* start Records *

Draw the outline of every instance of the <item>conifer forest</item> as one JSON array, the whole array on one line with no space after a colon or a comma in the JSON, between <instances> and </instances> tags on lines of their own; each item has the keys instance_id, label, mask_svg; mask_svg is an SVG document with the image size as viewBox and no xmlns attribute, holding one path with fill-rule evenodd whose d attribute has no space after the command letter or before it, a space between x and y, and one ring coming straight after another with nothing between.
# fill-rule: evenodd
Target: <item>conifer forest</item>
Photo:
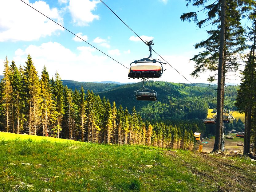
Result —
<instances>
[{"instance_id":1,"label":"conifer forest","mask_svg":"<svg viewBox=\"0 0 256 192\"><path fill-rule=\"evenodd\" d=\"M193 132L205 129L200 121L176 123L143 120L82 86L64 86L56 72L50 79L45 66L39 79L31 56L23 69L7 57L1 83L1 130L82 142L153 146L191 150Z\"/></svg>"}]
</instances>

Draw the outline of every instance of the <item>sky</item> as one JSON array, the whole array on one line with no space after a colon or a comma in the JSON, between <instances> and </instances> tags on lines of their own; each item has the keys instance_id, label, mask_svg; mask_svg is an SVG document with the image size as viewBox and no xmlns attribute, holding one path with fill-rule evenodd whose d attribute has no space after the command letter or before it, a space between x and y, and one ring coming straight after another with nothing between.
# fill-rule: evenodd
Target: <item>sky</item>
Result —
<instances>
[{"instance_id":1,"label":"sky","mask_svg":"<svg viewBox=\"0 0 256 192\"><path fill-rule=\"evenodd\" d=\"M135 60L149 55L148 47L100 1L23 0L128 68ZM213 74L197 78L190 74L190 61L199 50L193 45L207 37L207 28L199 29L179 17L196 10L185 0L103 0L144 40L153 40L153 48L193 83L207 83ZM25 66L29 54L40 75L44 65L51 78L56 72L63 80L85 82L136 82L128 70L20 0L0 1L0 74L7 56L18 66ZM152 57L160 59L152 53ZM162 60L161 59L162 61ZM168 65L156 80L188 82ZM239 84L239 73L229 76Z\"/></svg>"}]
</instances>

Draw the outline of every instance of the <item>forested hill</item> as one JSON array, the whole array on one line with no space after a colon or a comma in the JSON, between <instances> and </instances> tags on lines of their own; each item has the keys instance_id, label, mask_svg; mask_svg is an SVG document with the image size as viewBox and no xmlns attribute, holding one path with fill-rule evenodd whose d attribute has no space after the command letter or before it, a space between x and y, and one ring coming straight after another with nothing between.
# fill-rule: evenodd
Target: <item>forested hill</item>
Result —
<instances>
[{"instance_id":1,"label":"forested hill","mask_svg":"<svg viewBox=\"0 0 256 192\"><path fill-rule=\"evenodd\" d=\"M143 119L151 121L202 119L206 117L209 106L211 108L216 107L217 85L215 85L197 84L195 87L187 84L149 81L145 83L145 87L157 93L158 101L152 102L136 100L134 91L141 87L141 82L118 85L63 81L64 85L72 89L79 90L82 85L85 90L92 90L101 98L108 99L111 103L115 101L117 106L127 107L130 112L135 106ZM236 109L234 104L238 88L234 86L226 87L225 108Z\"/></svg>"}]
</instances>

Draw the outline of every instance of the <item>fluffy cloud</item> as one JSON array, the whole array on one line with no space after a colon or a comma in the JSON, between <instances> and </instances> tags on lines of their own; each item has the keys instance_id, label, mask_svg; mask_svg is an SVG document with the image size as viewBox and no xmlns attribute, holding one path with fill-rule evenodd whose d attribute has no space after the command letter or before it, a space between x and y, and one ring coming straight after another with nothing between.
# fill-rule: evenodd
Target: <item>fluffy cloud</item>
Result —
<instances>
[{"instance_id":1,"label":"fluffy cloud","mask_svg":"<svg viewBox=\"0 0 256 192\"><path fill-rule=\"evenodd\" d=\"M120 55L120 51L119 49L117 49L109 50L108 52L108 54L111 55L116 55L118 56Z\"/></svg>"},{"instance_id":2,"label":"fluffy cloud","mask_svg":"<svg viewBox=\"0 0 256 192\"><path fill-rule=\"evenodd\" d=\"M50 8L42 1L34 3L30 3L29 0L24 1L58 23L63 24L63 18L57 9ZM18 0L0 2L0 42L38 40L64 30Z\"/></svg>"},{"instance_id":3,"label":"fluffy cloud","mask_svg":"<svg viewBox=\"0 0 256 192\"><path fill-rule=\"evenodd\" d=\"M86 26L94 19L99 19L98 15L94 15L96 5L100 2L89 0L70 0L68 9L73 22L78 26Z\"/></svg>"},{"instance_id":4,"label":"fluffy cloud","mask_svg":"<svg viewBox=\"0 0 256 192\"><path fill-rule=\"evenodd\" d=\"M68 0L58 0L58 2L61 4L62 3L65 4L68 2Z\"/></svg>"},{"instance_id":5,"label":"fluffy cloud","mask_svg":"<svg viewBox=\"0 0 256 192\"><path fill-rule=\"evenodd\" d=\"M106 41L107 40L105 39L103 39L98 37L93 39L93 42L96 43L100 43L106 42Z\"/></svg>"},{"instance_id":6,"label":"fluffy cloud","mask_svg":"<svg viewBox=\"0 0 256 192\"><path fill-rule=\"evenodd\" d=\"M9 60L13 59L17 65L23 66L29 53L38 74L41 74L45 65L50 78L57 71L62 79L101 81L112 79L113 76L116 78L114 80L124 82L124 74L128 72L127 69L94 48L82 46L72 51L56 42L49 42L39 46L30 45L23 49L18 49L15 56ZM3 61L0 60L0 62ZM0 65L0 69L2 65ZM120 72L118 75L116 70ZM127 78L125 76L125 80Z\"/></svg>"},{"instance_id":7,"label":"fluffy cloud","mask_svg":"<svg viewBox=\"0 0 256 192\"><path fill-rule=\"evenodd\" d=\"M85 41L87 41L88 40L88 37L87 36L87 35L83 35L83 33L81 32L78 33L77 33L76 34L76 35L82 38ZM78 38L76 36L75 36L74 37L73 37L72 38L72 39L73 39L75 41L81 42L83 41L81 39Z\"/></svg>"},{"instance_id":8,"label":"fluffy cloud","mask_svg":"<svg viewBox=\"0 0 256 192\"><path fill-rule=\"evenodd\" d=\"M125 54L129 54L131 53L131 51L130 49L128 49L127 51L124 51L124 53Z\"/></svg>"},{"instance_id":9,"label":"fluffy cloud","mask_svg":"<svg viewBox=\"0 0 256 192\"><path fill-rule=\"evenodd\" d=\"M109 49L110 48L110 45L107 43L101 43L100 44L100 45L102 47L104 47L108 49Z\"/></svg>"},{"instance_id":10,"label":"fluffy cloud","mask_svg":"<svg viewBox=\"0 0 256 192\"><path fill-rule=\"evenodd\" d=\"M140 37L144 41L151 41L154 39L154 37L148 37L146 35L142 35ZM134 41L141 41L140 39L137 37L135 37L133 36L130 37L129 38L129 40Z\"/></svg>"},{"instance_id":11,"label":"fluffy cloud","mask_svg":"<svg viewBox=\"0 0 256 192\"><path fill-rule=\"evenodd\" d=\"M109 39L108 37L108 39ZM98 37L93 39L93 42L96 43L100 43L100 45L102 47L104 47L108 49L110 48L110 45L107 42L107 40L106 39L101 39Z\"/></svg>"}]
</instances>

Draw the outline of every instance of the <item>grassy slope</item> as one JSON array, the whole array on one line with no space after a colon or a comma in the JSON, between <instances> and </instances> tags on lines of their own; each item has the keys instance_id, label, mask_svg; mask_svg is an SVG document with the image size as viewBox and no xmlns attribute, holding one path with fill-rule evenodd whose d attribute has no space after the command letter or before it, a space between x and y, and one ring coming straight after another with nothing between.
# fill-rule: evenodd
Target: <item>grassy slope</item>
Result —
<instances>
[{"instance_id":1,"label":"grassy slope","mask_svg":"<svg viewBox=\"0 0 256 192\"><path fill-rule=\"evenodd\" d=\"M209 109L208 110L208 115L207 116L207 117L212 117L212 116L214 114L212 113L212 109ZM215 114L216 115L216 114ZM236 111L233 112L232 115L234 117L236 120L237 121L239 119L241 119L242 121L244 123L245 120L245 115L244 113L240 113L238 111Z\"/></svg>"},{"instance_id":2,"label":"grassy slope","mask_svg":"<svg viewBox=\"0 0 256 192\"><path fill-rule=\"evenodd\" d=\"M255 172L247 171L255 163L243 158L27 136L0 132L0 191L250 192L255 187Z\"/></svg>"}]
</instances>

* end Records *

- _Task statement_
Nothing outside the span should appear: transcribe the lines from the one containing "Draw the outline of every instance of the <item>grassy" through the last line of the records.

- _Output of the exercise_
Draw the outline of every instance of the <item>grassy slope</item> as one JSON array, the whole array on one line with no space after a colon or a comma in the JSON, between <instances> and </instances> tags on lines of their own; each item has the keys instance_id, label, mask_svg; mask_svg is an SVG document with the image size as viewBox and no xmlns attribute, holding one path with fill-rule evenodd whose d attribute has no space after the command letter or before it, a space between x and y, and one ring coming straight after another with nothing between.
# fill-rule: evenodd
Target: <item>grassy slope</item>
Result —
<instances>
[{"instance_id":1,"label":"grassy slope","mask_svg":"<svg viewBox=\"0 0 256 192\"><path fill-rule=\"evenodd\" d=\"M209 109L208 110L208 115L207 116L207 117L212 117L212 116L214 114L212 113L212 109ZM215 114L216 115L216 114ZM236 111L233 112L232 115L234 117L236 120L237 121L239 119L241 119L242 121L244 123L245 120L245 115L244 113L240 113L238 111Z\"/></svg>"},{"instance_id":2,"label":"grassy slope","mask_svg":"<svg viewBox=\"0 0 256 192\"><path fill-rule=\"evenodd\" d=\"M255 172L247 171L255 163L243 158L27 136L0 132L0 191L250 192L255 187Z\"/></svg>"}]
</instances>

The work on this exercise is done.